[Selected extract]
Now it is easy to explain that you build houses, or teach, or sell stuff for a living. But try to explain people you decided to follow up the academia path and spend your days wondering about and untangling how the protein domain X interacts with protein Z in the species V, because that is what is behind the differentiation of special cell type considered an evolutionary novelty for that phylum. Chances are they:

  • stop listening after first four words, nod and walk away politely as soon as they can with the intention of never speaking to you again;

  • think of few questions to ask you (yay!) and then give up and walk away; or

  • they make fun of you for being childish and not getting “a real job”.

And, when it comes to the family, studying the life sciences means your grandma is always going to see you as a doctor, and your relatives will ask you these crazy specific questions about human anatomy/ physiology and topics completely out of your scope, you most likely have no idea about.

Therefore, sometimes, it can feel kind of lonely out there to be a person in science. Which is also why we try to encourage you here to get the feeling of what our job is really about. There are popular TV shows about cops, doctors, lawyers, etc. but scientists? None.

Bazinga! ? Of course, there is at least one I know of – and thank God for it – but is it representative? Follow this blog and blog of my fellow CELLas and decide for yourself! ?

  1. How to start a PhD headfirst – It’s not the way you plan it’s how you make it happen 🙂

People always stress how important it is to think long and deep about where your path should follow after you graduate from the university. So, being close to finishing my Master’s, that is what I tried and intended to do.. However, the picture of long pros and cons lists you’d probably expect of someone choosing a future direction of his career was far from the truth. For me, it came down to a single question. PhD abroad vs PhD at the home institution. Embrace the great unknown? Or stay in the comfort zone and build my future on a familiar ground? That was the question. The thing is, I have always found these pros and cons lists biased and largely affected by one’s true preferences and desires. Why to bother waiting for the end of the match when the referee is clearly cheering for one team? So off I went, towards new adventures!!
[/Selected extract]
[Extracted material]
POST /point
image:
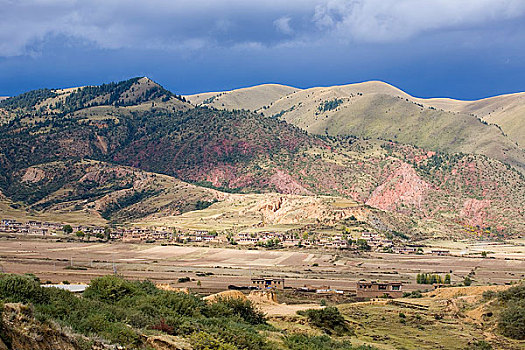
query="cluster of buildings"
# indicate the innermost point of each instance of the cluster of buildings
(374, 241)
(364, 289)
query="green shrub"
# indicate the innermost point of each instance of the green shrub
(227, 307)
(481, 345)
(323, 342)
(109, 289)
(512, 320)
(24, 289)
(206, 341)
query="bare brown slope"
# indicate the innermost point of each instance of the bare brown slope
(506, 111)
(251, 98)
(378, 110)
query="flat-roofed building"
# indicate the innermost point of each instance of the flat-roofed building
(268, 283)
(372, 289)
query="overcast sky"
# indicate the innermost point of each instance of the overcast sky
(457, 48)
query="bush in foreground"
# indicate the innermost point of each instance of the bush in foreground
(329, 319)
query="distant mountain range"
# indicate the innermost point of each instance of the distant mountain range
(132, 150)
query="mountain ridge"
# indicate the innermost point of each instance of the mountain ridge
(138, 124)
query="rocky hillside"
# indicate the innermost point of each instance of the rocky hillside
(102, 150)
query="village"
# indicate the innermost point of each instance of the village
(360, 241)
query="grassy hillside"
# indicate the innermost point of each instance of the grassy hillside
(378, 110)
(138, 124)
(506, 111)
(251, 98)
(65, 190)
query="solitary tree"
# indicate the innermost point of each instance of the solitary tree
(80, 234)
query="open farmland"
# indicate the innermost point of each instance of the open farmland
(213, 269)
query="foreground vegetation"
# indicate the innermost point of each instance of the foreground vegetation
(126, 312)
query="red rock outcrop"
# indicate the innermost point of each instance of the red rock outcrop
(403, 186)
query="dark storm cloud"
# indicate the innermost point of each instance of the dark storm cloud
(198, 24)
(428, 47)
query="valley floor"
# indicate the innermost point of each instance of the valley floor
(212, 269)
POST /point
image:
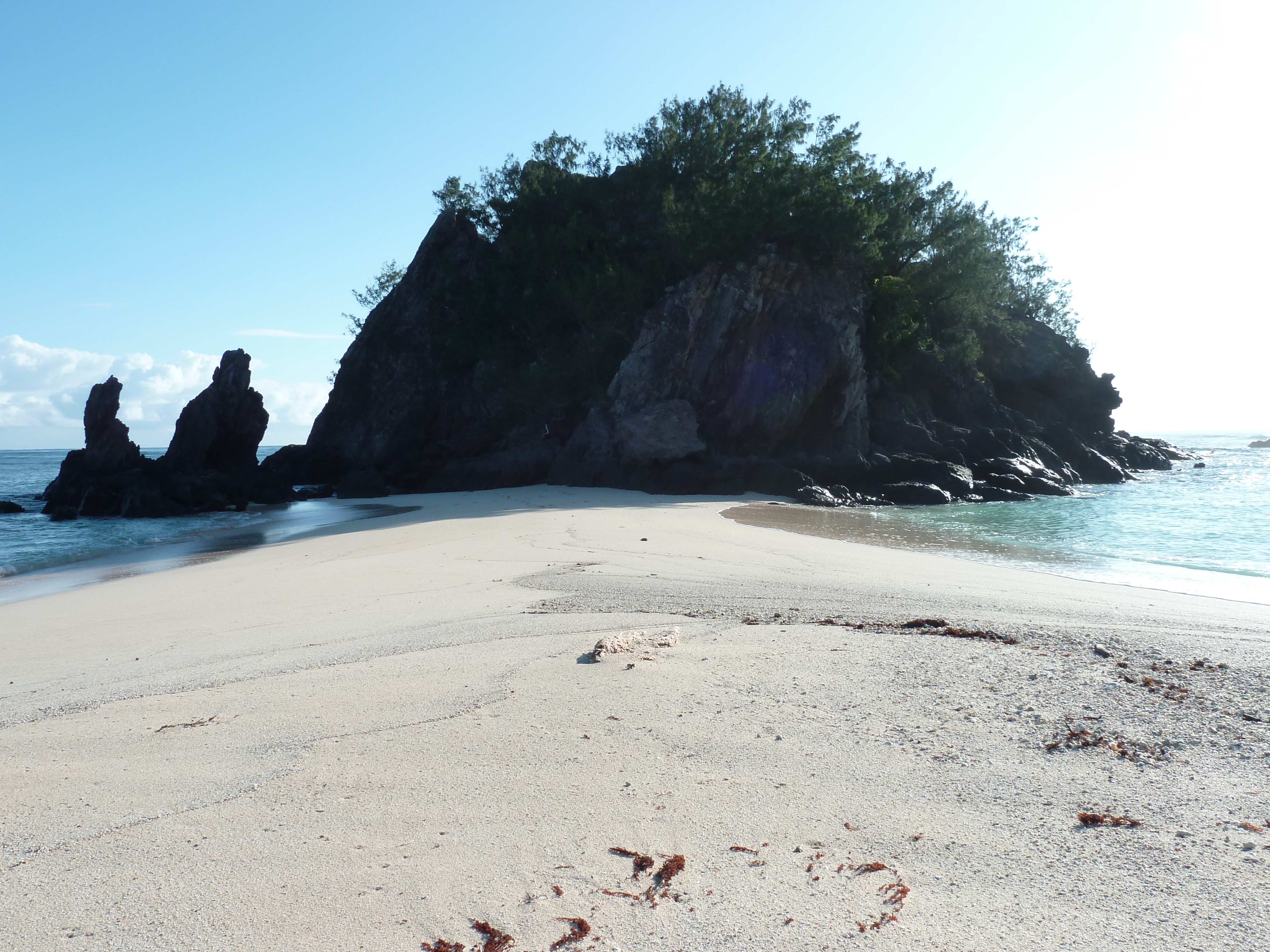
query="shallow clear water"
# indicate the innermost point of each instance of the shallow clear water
(1201, 531)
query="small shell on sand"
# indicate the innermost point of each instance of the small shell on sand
(628, 642)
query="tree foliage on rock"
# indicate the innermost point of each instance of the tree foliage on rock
(581, 244)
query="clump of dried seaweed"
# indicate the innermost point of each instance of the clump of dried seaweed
(672, 868)
(1107, 821)
(496, 941)
(641, 861)
(893, 896)
(1117, 744)
(578, 930)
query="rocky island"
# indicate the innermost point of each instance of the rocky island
(722, 304)
(210, 465)
(731, 299)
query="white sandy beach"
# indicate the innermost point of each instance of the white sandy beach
(370, 739)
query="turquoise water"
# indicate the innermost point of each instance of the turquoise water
(40, 558)
(1200, 531)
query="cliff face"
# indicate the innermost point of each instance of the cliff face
(751, 376)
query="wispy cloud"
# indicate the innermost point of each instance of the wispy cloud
(272, 333)
(45, 387)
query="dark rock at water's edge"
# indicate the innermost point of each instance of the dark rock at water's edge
(746, 378)
(210, 465)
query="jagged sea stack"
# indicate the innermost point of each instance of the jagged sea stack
(95, 480)
(222, 428)
(210, 464)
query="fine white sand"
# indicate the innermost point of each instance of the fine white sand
(370, 739)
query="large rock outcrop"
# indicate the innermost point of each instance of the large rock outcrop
(745, 378)
(210, 464)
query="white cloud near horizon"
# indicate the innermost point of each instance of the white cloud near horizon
(271, 333)
(46, 388)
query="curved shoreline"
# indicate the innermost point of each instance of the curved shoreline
(374, 737)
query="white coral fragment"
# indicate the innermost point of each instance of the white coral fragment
(627, 642)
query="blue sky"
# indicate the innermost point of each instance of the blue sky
(173, 177)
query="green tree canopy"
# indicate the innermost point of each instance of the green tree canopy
(584, 243)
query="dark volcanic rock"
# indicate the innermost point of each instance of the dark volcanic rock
(98, 474)
(994, 493)
(222, 428)
(747, 376)
(399, 407)
(916, 494)
(210, 465)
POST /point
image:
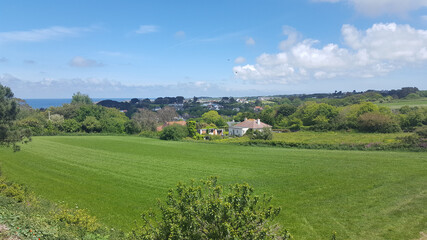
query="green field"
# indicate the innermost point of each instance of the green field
(395, 104)
(358, 194)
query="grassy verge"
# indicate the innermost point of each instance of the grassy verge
(358, 194)
(24, 216)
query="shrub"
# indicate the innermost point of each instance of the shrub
(377, 122)
(174, 132)
(206, 211)
(264, 134)
(90, 124)
(70, 125)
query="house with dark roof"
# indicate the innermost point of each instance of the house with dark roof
(241, 128)
(182, 123)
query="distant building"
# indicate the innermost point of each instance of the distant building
(182, 123)
(211, 131)
(258, 109)
(241, 128)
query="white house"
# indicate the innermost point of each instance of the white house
(240, 129)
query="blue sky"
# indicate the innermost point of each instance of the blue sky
(52, 49)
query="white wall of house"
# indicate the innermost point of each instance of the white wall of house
(237, 131)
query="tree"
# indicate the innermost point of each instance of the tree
(174, 132)
(166, 114)
(146, 120)
(10, 134)
(192, 129)
(213, 117)
(91, 124)
(79, 98)
(207, 211)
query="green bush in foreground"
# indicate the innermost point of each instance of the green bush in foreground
(205, 211)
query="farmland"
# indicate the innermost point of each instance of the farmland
(360, 195)
(398, 103)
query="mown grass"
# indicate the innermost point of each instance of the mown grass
(398, 103)
(358, 194)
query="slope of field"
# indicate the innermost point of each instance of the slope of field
(360, 195)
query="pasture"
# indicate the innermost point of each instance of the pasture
(398, 103)
(358, 194)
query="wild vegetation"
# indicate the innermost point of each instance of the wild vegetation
(358, 194)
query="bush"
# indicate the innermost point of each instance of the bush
(377, 122)
(174, 132)
(205, 211)
(264, 134)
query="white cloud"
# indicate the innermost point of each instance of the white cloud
(250, 41)
(379, 7)
(38, 35)
(240, 60)
(83, 62)
(28, 61)
(373, 52)
(293, 37)
(180, 35)
(144, 29)
(97, 88)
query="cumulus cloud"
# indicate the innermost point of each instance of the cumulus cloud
(292, 37)
(250, 41)
(379, 7)
(95, 87)
(38, 35)
(84, 62)
(29, 61)
(240, 60)
(373, 52)
(144, 29)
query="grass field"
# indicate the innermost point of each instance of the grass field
(358, 194)
(395, 104)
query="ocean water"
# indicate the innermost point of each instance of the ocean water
(56, 102)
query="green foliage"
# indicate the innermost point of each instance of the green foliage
(267, 115)
(412, 96)
(213, 117)
(264, 134)
(311, 112)
(174, 132)
(192, 129)
(91, 124)
(71, 125)
(206, 211)
(286, 110)
(108, 175)
(79, 98)
(10, 135)
(377, 122)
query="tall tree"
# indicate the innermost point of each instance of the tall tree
(166, 114)
(146, 120)
(10, 135)
(79, 98)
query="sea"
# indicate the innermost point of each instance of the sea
(57, 102)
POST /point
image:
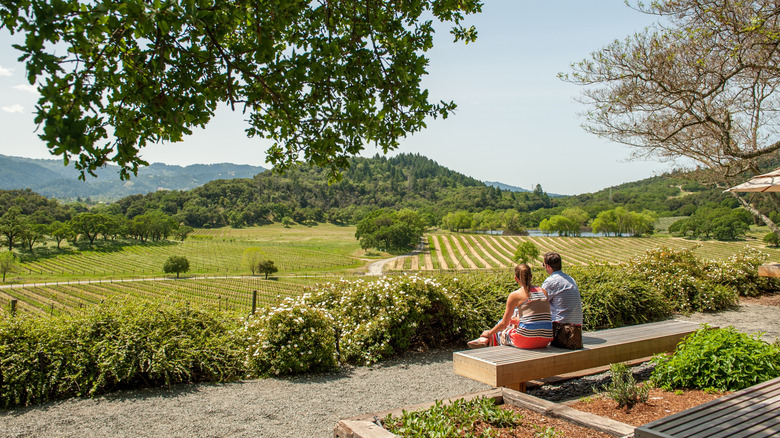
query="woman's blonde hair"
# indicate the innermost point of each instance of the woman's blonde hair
(524, 275)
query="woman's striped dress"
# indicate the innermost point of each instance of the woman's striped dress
(531, 325)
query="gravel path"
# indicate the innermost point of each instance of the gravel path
(306, 406)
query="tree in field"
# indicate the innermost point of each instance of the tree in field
(60, 231)
(12, 225)
(526, 252)
(252, 257)
(701, 87)
(88, 225)
(177, 264)
(320, 79)
(7, 263)
(605, 222)
(33, 234)
(457, 221)
(287, 222)
(267, 267)
(772, 239)
(390, 231)
(183, 231)
(560, 224)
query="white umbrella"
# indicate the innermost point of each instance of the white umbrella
(768, 182)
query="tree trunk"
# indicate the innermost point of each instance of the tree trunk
(757, 214)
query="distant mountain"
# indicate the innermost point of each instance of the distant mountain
(52, 179)
(503, 186)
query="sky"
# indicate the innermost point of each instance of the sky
(516, 122)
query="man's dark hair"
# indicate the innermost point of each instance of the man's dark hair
(553, 260)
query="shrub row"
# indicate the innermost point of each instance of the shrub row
(113, 346)
(357, 322)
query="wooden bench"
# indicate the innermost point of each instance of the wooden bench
(751, 412)
(512, 367)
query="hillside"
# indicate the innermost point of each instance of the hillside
(52, 179)
(220, 194)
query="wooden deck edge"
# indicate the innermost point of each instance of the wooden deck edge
(360, 429)
(363, 426)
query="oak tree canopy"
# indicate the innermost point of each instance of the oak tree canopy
(320, 78)
(702, 84)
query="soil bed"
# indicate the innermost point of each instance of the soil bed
(660, 404)
(534, 425)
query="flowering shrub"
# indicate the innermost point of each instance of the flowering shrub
(292, 338)
(740, 272)
(375, 319)
(479, 299)
(114, 345)
(691, 284)
(611, 298)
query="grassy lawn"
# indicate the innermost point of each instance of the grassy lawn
(324, 248)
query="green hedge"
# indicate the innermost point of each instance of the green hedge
(115, 345)
(357, 322)
(721, 359)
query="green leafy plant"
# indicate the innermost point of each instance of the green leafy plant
(526, 252)
(623, 388)
(375, 319)
(115, 345)
(613, 298)
(722, 359)
(292, 338)
(455, 419)
(546, 432)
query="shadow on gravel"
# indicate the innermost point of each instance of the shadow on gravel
(433, 356)
(134, 395)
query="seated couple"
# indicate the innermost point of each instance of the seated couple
(538, 316)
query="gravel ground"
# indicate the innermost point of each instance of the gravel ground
(308, 406)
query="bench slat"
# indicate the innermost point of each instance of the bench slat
(720, 410)
(509, 366)
(753, 411)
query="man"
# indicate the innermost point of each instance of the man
(565, 304)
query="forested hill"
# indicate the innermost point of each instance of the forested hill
(52, 179)
(303, 193)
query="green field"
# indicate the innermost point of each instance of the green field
(446, 251)
(62, 281)
(324, 248)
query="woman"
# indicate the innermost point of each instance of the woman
(526, 322)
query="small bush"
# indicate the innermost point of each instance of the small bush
(740, 272)
(721, 359)
(623, 389)
(455, 419)
(290, 339)
(691, 284)
(377, 319)
(610, 298)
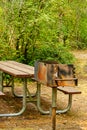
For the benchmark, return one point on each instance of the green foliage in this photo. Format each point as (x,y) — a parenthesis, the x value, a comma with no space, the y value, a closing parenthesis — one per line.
(34,29)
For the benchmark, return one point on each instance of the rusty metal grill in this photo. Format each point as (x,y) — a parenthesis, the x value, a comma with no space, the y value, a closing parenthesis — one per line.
(53,74)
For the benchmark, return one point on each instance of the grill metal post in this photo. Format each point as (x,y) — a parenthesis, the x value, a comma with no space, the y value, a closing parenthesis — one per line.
(54,98)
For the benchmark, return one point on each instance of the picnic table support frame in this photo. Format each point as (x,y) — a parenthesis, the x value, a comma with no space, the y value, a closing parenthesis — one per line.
(54,100)
(23,103)
(39,100)
(1,81)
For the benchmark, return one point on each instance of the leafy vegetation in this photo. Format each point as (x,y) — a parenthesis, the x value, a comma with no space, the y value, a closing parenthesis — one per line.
(42,29)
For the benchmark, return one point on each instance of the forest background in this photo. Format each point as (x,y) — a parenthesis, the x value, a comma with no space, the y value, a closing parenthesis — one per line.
(42,29)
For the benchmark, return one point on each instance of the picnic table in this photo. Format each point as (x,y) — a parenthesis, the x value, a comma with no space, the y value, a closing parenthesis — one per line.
(19,70)
(16,70)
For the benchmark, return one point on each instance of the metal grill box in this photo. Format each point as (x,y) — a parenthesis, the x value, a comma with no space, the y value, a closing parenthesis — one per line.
(53,74)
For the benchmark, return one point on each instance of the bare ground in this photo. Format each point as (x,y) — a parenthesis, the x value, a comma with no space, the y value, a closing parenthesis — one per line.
(31,119)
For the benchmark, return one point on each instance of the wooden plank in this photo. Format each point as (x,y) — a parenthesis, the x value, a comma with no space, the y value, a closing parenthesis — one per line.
(14,72)
(69,90)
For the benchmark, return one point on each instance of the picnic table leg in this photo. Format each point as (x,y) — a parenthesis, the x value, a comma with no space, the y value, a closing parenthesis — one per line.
(23,104)
(54,98)
(1,81)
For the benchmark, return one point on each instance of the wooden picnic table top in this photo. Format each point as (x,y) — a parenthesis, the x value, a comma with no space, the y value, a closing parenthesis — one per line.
(17,69)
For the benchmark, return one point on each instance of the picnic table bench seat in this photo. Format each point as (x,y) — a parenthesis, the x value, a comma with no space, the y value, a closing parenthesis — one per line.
(69,90)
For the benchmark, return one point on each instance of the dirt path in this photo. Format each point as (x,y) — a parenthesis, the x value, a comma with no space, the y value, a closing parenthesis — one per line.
(75,119)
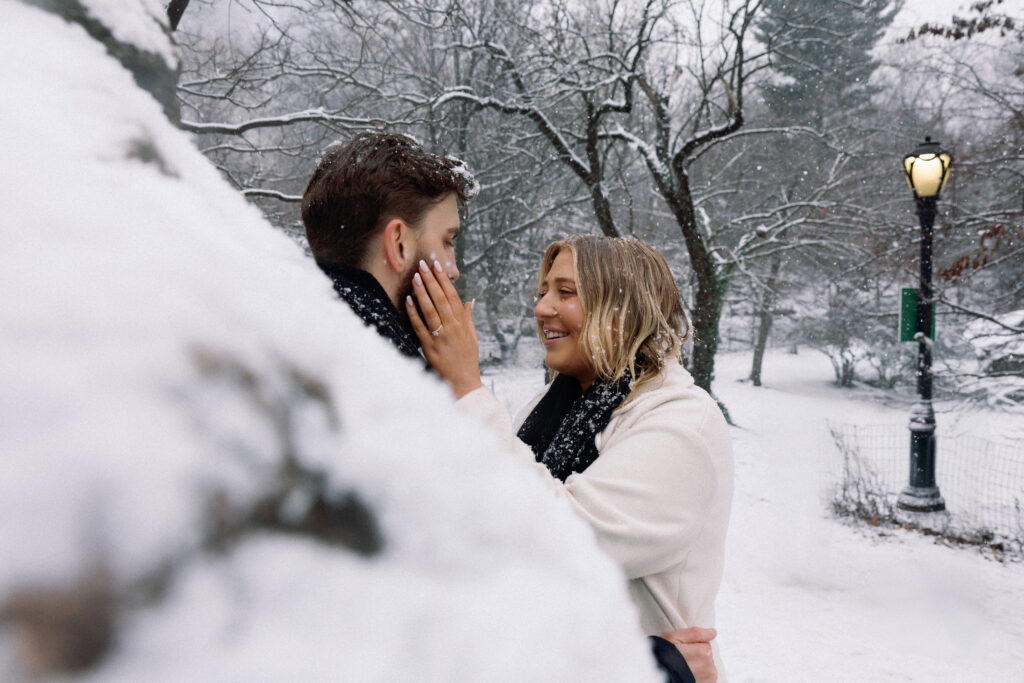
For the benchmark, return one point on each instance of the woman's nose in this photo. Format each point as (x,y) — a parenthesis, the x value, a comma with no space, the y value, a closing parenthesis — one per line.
(543,308)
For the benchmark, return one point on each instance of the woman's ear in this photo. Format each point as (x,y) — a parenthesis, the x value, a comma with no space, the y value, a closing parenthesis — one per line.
(397,245)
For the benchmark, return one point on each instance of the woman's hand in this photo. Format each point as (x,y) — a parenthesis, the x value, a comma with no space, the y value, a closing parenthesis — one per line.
(694,644)
(445,329)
[/Extracted material]
■ List of tasks ■
1. Please list the three reactions that the blog excerpt on being a scientist says people are likely to have when you try to explain your academic research.
2. Write a continuation of the blog excerpt on being a scientist, picking up after its final sentence.

■ Answers for the tasks ■
1.
- They stop listening after the first four words, nod, and walk away politely as soon as they can, intending never to speak to you again.
- They think of a few questions to ask you, then give up and walk away.
- They make fun of you for being childish and not getting "a real job."

2.
Without being fully aware of what it means and how extremely lucky I was, I found myself in Bergen, starting as a new PhD student and an EvoCELL fellow. I feel like this is the right time to give you a few necessary (not necessarily funny) facts:

  1. Sars centre in Bergen did not get its name from the SARS virus – a respiratory disease causing coronavirus – but was named after Norwegian marine biologists, father – Michael Sars and his son – George Ossian Sars, who lived in the 19th century. So now you know too.

  1. Bergen is the second largest city in Norway. Also called the city of seven mountains because of its lovely surroundings (But why 7?!). What can be seen as less lovely is the amount of rainfall we get here, which is why Bergen is also known as the city of rain. Meaning we can easily go several days in a row without seeing the sun (true and sad story) BUT making it a perfect place for dancing in the rain!!

  1. EvoCELL is a network of wonderful people with the common noble goal:

-> To know more about how we EVOlved! And by we, I mean a system of diverse, highly coordinated and busy functioning cool microtowns – the CELLs. <-

If you wandered through scary streets of internet all the way to here, I am pretty sure you already know where to find more info about it. But just in a nutshell.. It is part of Marie Skłodowska-Curie Innovative Training Networks, funded by EU funds Horizon 2020. The fellowship supports young scientist wannabes, such as myself, recruited to top notch groups mainly from the field of marine developmental biology and genomics.

  1. Even numbers. I love even numbers. Hence the dots.. Don’t ask me why, ask yourself why you don’t.

Petra KovacikovaNow, I am not saying that the way I got myself this fancy title “Early Stage Researcher” is the most ideal one. Neither that I am the one who made it happen. But who knows? I truly believe that some things in life are just meant to work out and you will somehow find yourself exactly in places you are supposed to be.